◆ SHORT EXERCISE ◆
Can you write out again, word for word, the lines that run from the very first one through the line containing "[377,526,474,546]", with that line included?

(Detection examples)
--------------------

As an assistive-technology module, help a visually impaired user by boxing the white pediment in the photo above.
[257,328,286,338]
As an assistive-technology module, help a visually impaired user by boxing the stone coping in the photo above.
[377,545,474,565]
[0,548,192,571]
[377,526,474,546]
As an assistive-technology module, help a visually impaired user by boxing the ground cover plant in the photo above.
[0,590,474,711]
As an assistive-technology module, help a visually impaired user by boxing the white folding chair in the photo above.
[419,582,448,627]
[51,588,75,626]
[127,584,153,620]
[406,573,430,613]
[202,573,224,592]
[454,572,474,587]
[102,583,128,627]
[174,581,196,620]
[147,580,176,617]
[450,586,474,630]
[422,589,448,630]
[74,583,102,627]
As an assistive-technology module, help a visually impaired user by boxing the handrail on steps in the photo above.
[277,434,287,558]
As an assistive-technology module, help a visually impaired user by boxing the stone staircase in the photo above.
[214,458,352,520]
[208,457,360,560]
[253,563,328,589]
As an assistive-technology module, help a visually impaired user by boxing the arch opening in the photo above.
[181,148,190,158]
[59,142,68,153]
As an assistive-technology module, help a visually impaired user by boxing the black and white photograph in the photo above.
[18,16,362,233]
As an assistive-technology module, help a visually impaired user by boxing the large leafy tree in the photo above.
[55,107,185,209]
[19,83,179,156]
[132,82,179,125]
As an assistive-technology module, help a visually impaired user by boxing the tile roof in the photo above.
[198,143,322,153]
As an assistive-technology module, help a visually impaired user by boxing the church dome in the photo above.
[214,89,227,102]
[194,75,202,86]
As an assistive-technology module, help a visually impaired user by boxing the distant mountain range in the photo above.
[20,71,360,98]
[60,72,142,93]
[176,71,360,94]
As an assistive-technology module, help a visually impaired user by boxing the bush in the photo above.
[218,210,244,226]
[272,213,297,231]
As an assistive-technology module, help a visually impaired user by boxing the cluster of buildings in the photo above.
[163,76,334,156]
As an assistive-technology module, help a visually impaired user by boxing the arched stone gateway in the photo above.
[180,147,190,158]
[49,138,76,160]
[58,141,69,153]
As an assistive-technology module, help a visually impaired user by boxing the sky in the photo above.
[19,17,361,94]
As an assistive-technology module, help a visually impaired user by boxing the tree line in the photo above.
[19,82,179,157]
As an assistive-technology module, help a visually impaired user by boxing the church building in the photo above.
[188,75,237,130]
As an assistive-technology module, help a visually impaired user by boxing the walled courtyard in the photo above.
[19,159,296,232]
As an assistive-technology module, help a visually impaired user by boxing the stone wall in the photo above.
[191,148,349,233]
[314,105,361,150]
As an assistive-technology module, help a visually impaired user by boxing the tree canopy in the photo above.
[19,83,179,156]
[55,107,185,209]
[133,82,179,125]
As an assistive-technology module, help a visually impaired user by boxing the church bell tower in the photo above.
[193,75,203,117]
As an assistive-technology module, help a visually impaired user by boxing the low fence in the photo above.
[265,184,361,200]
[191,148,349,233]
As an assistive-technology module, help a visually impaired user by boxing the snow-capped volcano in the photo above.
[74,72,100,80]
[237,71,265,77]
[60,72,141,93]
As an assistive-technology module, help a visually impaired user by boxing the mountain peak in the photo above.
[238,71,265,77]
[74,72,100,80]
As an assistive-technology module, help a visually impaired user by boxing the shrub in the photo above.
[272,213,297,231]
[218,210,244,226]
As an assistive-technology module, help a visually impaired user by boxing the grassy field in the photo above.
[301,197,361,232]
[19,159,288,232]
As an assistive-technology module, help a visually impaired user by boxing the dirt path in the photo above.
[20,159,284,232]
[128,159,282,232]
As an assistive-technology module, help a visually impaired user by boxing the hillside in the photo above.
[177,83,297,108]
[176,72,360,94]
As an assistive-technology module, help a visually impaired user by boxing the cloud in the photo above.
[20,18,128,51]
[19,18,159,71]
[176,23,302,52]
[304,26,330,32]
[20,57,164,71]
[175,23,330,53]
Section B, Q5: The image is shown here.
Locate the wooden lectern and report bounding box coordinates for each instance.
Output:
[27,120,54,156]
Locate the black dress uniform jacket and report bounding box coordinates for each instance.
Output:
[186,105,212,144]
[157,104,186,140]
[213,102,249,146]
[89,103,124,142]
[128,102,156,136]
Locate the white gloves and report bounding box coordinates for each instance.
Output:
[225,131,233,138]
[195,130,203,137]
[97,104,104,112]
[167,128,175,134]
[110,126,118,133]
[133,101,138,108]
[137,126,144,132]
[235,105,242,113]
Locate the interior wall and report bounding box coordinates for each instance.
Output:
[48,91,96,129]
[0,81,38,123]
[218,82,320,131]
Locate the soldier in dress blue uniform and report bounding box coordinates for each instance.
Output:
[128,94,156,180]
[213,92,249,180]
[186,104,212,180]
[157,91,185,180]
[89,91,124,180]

--------------------

◆ SOLUTION FOR THIS PROBLEM ◆
As an assistive-technology module, help a visually impaired user by boxing the white pediment in the photo above.
[257,328,286,338]
As an assistive-technology module, help a visually impaired user by boxing the stone coping in the photo above.
[377,545,474,565]
[0,548,192,571]
[377,526,474,546]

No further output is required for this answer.